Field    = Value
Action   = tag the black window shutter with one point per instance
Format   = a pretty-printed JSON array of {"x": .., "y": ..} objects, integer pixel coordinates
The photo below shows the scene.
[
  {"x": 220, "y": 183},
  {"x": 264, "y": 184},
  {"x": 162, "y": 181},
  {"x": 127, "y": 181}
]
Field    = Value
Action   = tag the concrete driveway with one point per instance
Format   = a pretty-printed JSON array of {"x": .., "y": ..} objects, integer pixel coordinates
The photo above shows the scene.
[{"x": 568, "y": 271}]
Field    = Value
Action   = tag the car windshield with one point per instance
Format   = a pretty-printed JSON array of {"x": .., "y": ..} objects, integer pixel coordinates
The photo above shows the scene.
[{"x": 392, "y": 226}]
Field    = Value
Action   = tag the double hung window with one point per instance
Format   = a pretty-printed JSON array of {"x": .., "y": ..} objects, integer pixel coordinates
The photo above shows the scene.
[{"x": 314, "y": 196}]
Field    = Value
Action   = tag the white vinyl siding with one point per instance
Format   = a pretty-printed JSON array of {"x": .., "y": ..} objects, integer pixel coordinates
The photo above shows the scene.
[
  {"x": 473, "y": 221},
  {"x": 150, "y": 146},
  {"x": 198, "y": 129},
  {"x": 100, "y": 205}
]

▸ **What the exercise asks**
Filter the items above, keeping every line that contains the string "point". Matching is case-sensitive.

▸ **Problem solution**
Action   = tag the black window shutter with one point per instance
Action   = tag the concrete driveway with one point per instance
Action   = tag the car windshield with one point per instance
Action   = tag the double hung window with one point per instance
Action   = tag the white vinyl siding with one point per instance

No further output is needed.